問題 |
A: 『おだまり、ローズ』についての文章のうち、「ローズは、レディー・アスターという女性に仕えた、「お付きメイド」でした。」を含む語句で始まり「も詳しく知ることができます。」で終わる部分を、一字も変えずに書き写しなさい。
B: 『おだまり、ローズ』についての文章によると、使用人は何と呼ばれていたか。
C: 『おだまり、ローズ』についての文章を、最後の文のあとから引き継いで書き進めなさい。

読む文章 |
ローズは、レディー・アスターという女性に仕えた、「お付きメイド」でした。

 

イギリスの階級社会のことは詳しくないのですが、貴族のお屋敷に勤める「お屋敷奉公」 という仕事のなかで、奥様の身の回りのお世話をする「奥様付きメイド」というのは、使用人の世界においてはトップに昇りつめたことになるようです(旦那様付きの侍従も同じ)。

 

そして、貴族は「上の階の住人」、使用人は「下の階の住人」などと呼ばれ、明確に階級が分かれていたようです。

 

こういう時代の暮らしについては、『ダウントン・アビー』というドラマでも詳しく知ることができます。

 

 

 

 

 

 

 

貴族と使用人の絆

 

『おだまり、ローズ』の場合

 

『おだまり、ローズ』と『ダウントン・アビー』からわかることは、貴族と使用人は、階級や暮らしかたこそきっぱりわかれているとはいえ、そこには階級を超えた絆があったということです。

 

『おだまり、ローズ』で言えば、アスター夫人は気性が激しく、お付きのメイドが何人も辞めてしまうような女性です。

提供データ |
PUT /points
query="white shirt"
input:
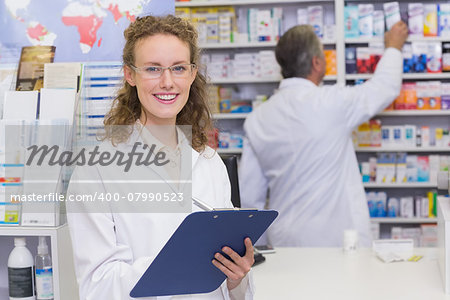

解答 |
A:
ローズは、レディー・アスターという女性に仕えた、「お付きメイド」でした。

 

イギリスの階級社会のことは詳しくないのですが、貴族のお屋敷に勤める「お屋敷奉公」 という仕事のなかで、奥様の身の回りのお世話をする「奥様付きメイド」というのは、使用人の世界においてはトップに昇りつめたことになるようです(旦那様付きの侍従も同じ)。

 

そして、貴族は「上の階の住人」、使用人は「下の階の住人」などと呼ばれ、明確に階級が分かれていたようです。

 

こういう時代の暮らしについては、『ダウントン・アビー』というドラマでも詳しく知ることができます。

B: 「下の階の住人」

C:
しかし、アスター夫人は、ローズの、皮肉や手厳しい意見を述べるところを気に入り、信頼するようになります。

また、ローズも、はじめこそアスター夫人の気まぐれや意地悪に心を痛めましたが、適度にやり返しては、

 

「おだまり、ローズ。」

 

という言葉をくらう、という関係を築く中で、アスター夫人の良いところも見いだせるようになります。

結果、アスター夫人が亡くなるまで35年も共に過ごし、家族のような絆を育んだ2人なのでした。

 

『ダウントン・アビー』の場合

 

『ダウントン・アビー』では、たとえば、伯爵家の末娘、シビルと結婚したのは、運転手として仕えていたトムでした。

当然、シビルの父である伯爵は2人の結婚に大反対して、シビルとトムは駆け落ち同然で家を出るのですが、その後シビルは出産で命を落としてしまいます。

産まれた娘を育てるために伯爵家に家族として住むようになったトムですが、もとは使用人として仕えていた伯爵家の人々と、家族として共に食事をとり、かつて同僚であった使用人仲間にものを頼まなければならないという状況に、トムのみならず、みんなが困惑します。

 

ですが、シビルを失った喪失感を共に乗り越え、日々を重ねるうちに、トムと伯爵家の人々は、本当に家族のようになっていきます。

 

人間の「善」の部分

 

こういう話に触れると、人間の「善」の部分を見たようで、この世も捨てたもんじゃないのかもしれない、と思えます。

 

階級に甘んじて威張りすぎることなく、使用人に家族としての愛情を示すことができる貴族。

また、必要以上に卑屈にならず、必要に迫られれば主人に対しても臆せず意見を述べることができる使用人。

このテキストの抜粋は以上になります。